== Source document ==

Tae Crowder #48 of the Giants celebrates with

Tae Crowder #48 of the Giants celebrates with his teammates after returning a fumble for a touchdown during the fourth quarter against the Washington Football Team at MetLife Stadium on Sunday, Oct. 18, 2020. Credit: Jim McIsaac


There were a few times when things looked promising, such as the 23-yard touchdown pass from Daniel Jones to Darius Slayton that was as gorgeous and arcing as a Steph Curry three-pointer. And Jones’ ability to take off and run with the ball has become one of the most explosive elements of the offense, as it was Sunday, when he had a 49-yarder and finished with 76 yards on five true carries (he lost two yards on two kneel-downs). But for the most part, the Giants still are stagnant. Their only offensive touchdown came thanks to a defensive takeaway, as James Bradberry’s interception gave them a short field. And with the game potentially on the line after Washington tied the score at 13, they managed one first down before having to punt. Jones completed 12 of 19 passes for 112 yards, the fewest he has thrown for as a starter. And their one big drive in the third quarter ended with an interception that nearly doomed them.

===
== Excerpted records ==

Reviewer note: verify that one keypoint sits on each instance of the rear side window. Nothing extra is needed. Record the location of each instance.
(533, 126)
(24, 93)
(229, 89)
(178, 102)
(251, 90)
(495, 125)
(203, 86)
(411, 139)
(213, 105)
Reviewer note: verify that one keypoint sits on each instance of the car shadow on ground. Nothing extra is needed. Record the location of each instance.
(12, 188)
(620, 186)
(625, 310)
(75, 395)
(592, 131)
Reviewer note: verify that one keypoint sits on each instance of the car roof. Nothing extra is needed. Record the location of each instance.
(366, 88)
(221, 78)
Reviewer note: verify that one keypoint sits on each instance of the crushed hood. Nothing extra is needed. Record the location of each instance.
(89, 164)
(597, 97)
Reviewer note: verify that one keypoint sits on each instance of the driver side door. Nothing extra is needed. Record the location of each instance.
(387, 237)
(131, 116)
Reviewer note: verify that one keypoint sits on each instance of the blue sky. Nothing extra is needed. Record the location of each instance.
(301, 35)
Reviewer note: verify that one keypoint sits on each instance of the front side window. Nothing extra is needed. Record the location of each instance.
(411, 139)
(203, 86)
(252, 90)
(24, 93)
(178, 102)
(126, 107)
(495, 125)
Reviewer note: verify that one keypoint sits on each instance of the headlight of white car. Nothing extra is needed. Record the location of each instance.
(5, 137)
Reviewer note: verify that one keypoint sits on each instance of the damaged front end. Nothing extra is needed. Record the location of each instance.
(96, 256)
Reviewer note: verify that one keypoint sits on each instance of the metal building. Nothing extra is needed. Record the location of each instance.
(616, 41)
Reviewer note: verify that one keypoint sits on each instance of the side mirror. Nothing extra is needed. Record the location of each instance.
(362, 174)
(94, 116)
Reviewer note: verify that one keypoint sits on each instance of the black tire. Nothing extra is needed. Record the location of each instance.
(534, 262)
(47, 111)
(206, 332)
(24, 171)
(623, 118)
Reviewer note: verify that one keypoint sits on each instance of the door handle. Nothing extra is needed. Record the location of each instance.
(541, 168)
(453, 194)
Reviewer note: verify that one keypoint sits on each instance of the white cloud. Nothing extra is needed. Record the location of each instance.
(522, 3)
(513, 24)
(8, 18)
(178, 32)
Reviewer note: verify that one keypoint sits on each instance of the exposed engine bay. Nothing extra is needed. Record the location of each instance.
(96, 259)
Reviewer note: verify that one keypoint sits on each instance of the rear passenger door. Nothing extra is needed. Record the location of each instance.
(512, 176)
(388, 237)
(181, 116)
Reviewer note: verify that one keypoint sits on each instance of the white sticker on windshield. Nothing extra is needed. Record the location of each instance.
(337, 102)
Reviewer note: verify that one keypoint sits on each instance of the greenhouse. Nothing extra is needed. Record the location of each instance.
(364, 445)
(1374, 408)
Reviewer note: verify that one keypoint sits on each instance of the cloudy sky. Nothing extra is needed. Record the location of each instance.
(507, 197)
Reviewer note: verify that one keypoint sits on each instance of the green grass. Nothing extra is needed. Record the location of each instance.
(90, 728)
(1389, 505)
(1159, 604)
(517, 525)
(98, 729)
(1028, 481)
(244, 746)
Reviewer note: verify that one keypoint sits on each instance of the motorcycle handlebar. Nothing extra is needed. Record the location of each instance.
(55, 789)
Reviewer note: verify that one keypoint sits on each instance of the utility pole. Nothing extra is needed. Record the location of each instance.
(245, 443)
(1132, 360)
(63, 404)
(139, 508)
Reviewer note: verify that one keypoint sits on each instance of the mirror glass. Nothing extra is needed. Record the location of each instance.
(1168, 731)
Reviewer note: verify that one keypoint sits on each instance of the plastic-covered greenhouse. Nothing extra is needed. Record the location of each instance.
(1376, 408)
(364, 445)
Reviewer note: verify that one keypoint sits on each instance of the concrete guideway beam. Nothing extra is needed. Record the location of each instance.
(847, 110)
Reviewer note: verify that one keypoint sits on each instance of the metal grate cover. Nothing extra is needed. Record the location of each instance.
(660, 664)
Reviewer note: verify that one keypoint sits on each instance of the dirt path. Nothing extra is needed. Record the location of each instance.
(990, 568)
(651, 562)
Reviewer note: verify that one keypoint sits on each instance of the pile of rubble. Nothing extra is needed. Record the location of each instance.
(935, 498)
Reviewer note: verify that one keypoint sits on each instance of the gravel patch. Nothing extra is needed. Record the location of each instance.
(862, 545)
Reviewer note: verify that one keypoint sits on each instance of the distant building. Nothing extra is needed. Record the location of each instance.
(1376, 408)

===

Task instructions:
**a.** List every person named in the Giants game report.
**b.** Using the Giants game report, answer each question:
(i) At which stadium was the game played?
(ii) How many yards did Daniel Jones gain on his longest run?
(iii) At what score did Washington tie the game?
**c.** Resume the Giants game report after its last sentence.
These lines have no connection to the Giants game report.

Results in order:
**a.**
Tae Crowder
Jim McIsaac
Daniel Jones
Darius Slayton
Steph Curry
James Bradberry

**b.**
(i) MetLife Stadium
(ii) 49 yards
(iii) 13

**c.**
Kyler Fackrell’s strip sack that led to Tae Crowder’s 48-yard fumble recovery for a touchdown won the game, but the Giants' defense nearly blew it when they came back on the field after the emotional turning point and allowed Washington to drive for the potential go-ahead touchdown. Washington scored with 36 seconds remaining, yet another glaring example of teams posting points on the Giants in the final two minutes of halves (Washington also scored a touchdown with 13 seconds left in the first half). That the Giants were able to defend the two-point conversion play that likely would have beaten them was very good, though. The Giants missed quite a few tackles, had some chances at sacks that never materialized, and gave up far too many receptions and passing yards to Terry McLaurin (seven for 74) and J.D. McKissic (six for 43). But when it came to the game-determining plays, the Giants' defense made them.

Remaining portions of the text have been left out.